_What you have to do_
Reproduce the records below with every occurrence of "Identify any visible" replaced by "Locate every visible", leaving all other text unchanged. Omit the pictures from your answer.

## Start

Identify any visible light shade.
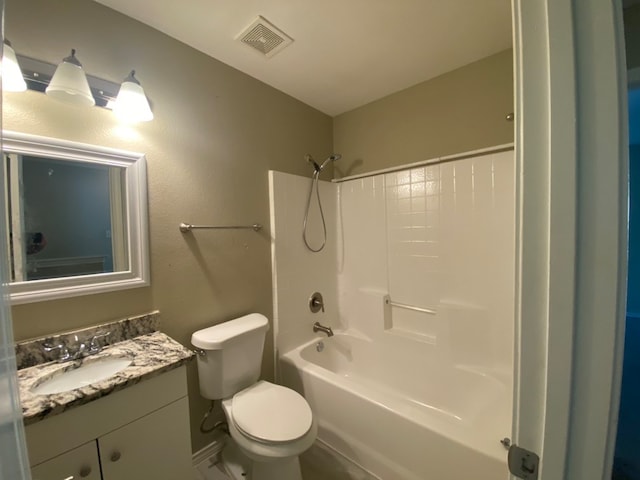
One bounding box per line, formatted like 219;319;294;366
2;40;27;92
113;70;153;122
46;50;96;107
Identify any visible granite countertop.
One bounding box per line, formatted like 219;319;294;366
18;318;194;425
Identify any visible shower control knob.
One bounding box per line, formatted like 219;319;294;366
309;292;324;313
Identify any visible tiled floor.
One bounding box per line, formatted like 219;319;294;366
194;443;379;480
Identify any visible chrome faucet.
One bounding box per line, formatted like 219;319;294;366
313;322;333;337
42;332;111;363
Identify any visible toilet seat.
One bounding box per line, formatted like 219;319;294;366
232;381;313;443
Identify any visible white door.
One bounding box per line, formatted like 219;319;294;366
513;0;627;480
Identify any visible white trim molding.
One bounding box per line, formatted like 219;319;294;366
3;131;150;305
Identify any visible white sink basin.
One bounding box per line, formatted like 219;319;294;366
31;357;132;395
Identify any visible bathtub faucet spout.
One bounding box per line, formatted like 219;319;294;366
313;322;333;337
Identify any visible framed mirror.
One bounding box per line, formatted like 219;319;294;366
3;131;149;304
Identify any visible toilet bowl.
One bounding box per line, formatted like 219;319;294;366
222;381;317;480
191;314;317;480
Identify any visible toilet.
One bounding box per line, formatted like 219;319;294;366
191;313;317;480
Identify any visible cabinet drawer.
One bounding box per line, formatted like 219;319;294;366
31;440;101;480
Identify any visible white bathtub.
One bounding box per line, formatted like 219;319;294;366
279;332;511;480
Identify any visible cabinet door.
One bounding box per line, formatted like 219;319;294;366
98;397;193;480
31;440;101;480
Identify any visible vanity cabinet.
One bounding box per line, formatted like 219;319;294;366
31;440;102;480
26;366;193;480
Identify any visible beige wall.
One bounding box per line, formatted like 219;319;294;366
333;50;514;177
624;5;640;68
3;0;332;450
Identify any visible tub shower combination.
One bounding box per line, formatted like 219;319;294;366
270;148;514;480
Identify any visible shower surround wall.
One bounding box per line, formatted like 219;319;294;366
270;149;515;480
269;171;341;358
338;151;515;377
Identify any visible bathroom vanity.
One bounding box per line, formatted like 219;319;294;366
18;314;193;480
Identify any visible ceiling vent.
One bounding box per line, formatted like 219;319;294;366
236;16;293;58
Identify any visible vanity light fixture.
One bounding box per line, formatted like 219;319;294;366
46;49;96;107
2;41;153;122
113;70;153;122
2;40;27;92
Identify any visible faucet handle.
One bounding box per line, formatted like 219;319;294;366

## End

_Output for this exercise_
Locate every visible light shade.
One bounding box per line, formatted like 219;319;294;366
2;40;27;92
113;70;153;122
46;50;96;107
Locate every visible granite countertop.
One bounding box per line, formatted like 219;319;294;366
18;318;194;425
Locate every visible shower control knob.
One bounding box per line, formatted like 219;319;294;366
309;292;324;313
Locate every visible tiled floor.
One bounding box per line, formatted like 219;319;294;366
194;443;379;480
Locate every visible chrome faucet.
One bounding box per line, formatted like 219;319;294;366
313;322;333;337
42;332;111;363
Locate every visible toilet seat.
One bounding box per line, formatted like 219;319;294;366
232;381;313;443
Locate every visible white door.
One bounding box per line, formatted like 219;319;294;366
513;0;627;480
Locate every visible white trim molding.
One bounding box per line, formatted like 219;319;294;366
3;131;150;305
Locate every visible white sink basin.
One bounding box per line, formatted like 219;319;294;366
31;357;132;395
Locate every visible bathtub faucet spout.
One bounding box per line, formatted like 219;319;294;366
313;322;333;337
Locate every visible framed mirror.
One bounding box per line, formatted like 219;319;294;366
3;131;149;304
Locate every visible toilet bowl.
One bounding box per line, formatted like 219;319;294;366
222;381;317;480
191;314;317;480
Locate every visible toilet.
One bounding box per line, formatted like 219;319;294;366
191;313;317;480
Locate every visible cabinet drawer.
One bounding box per line, formatted like 219;319;294;366
31;440;101;480
Locate every visible white bathtub.
One bounding box per line, formatted like 219;319;294;366
279;332;511;480
Locate every visible cabinet door.
One bounding box per line, formatted like 219;319;294;366
98;397;193;480
31;440;101;480
Locate every visible vanity cabinet.
One bounding box per line, formatted like 219;319;294;366
31;440;102;480
26;366;193;480
Locate every visible beige wall.
One bounding box per line, formatted like 219;319;294;366
333;50;514;177
624;5;640;68
3;0;332;450
Locate every visible tub shower combination.
One bounding box per line, formatted like 219;319;294;366
270;148;514;480
Locate every visible shower surround wall.
One bounding box per line, formatted like 219;319;294;366
270;149;515;480
269;171;341;358
338;151;515;377
Locate every visible bathroom vanity.
One bounding box per line, formatted like 219;319;294;366
18;314;193;480
Locate every visible ceiling vent.
One bounding box per line, formatted like 219;319;294;366
236;16;293;58
Locate every visible vanity light fixture.
One bounding box per line, formatted like 219;319;294;366
46;49;96;107
2;41;153;122
113;70;153;122
2;40;27;92
Locate every visible faucet handle.
One bounding box per line, formatted like 219;319;294;366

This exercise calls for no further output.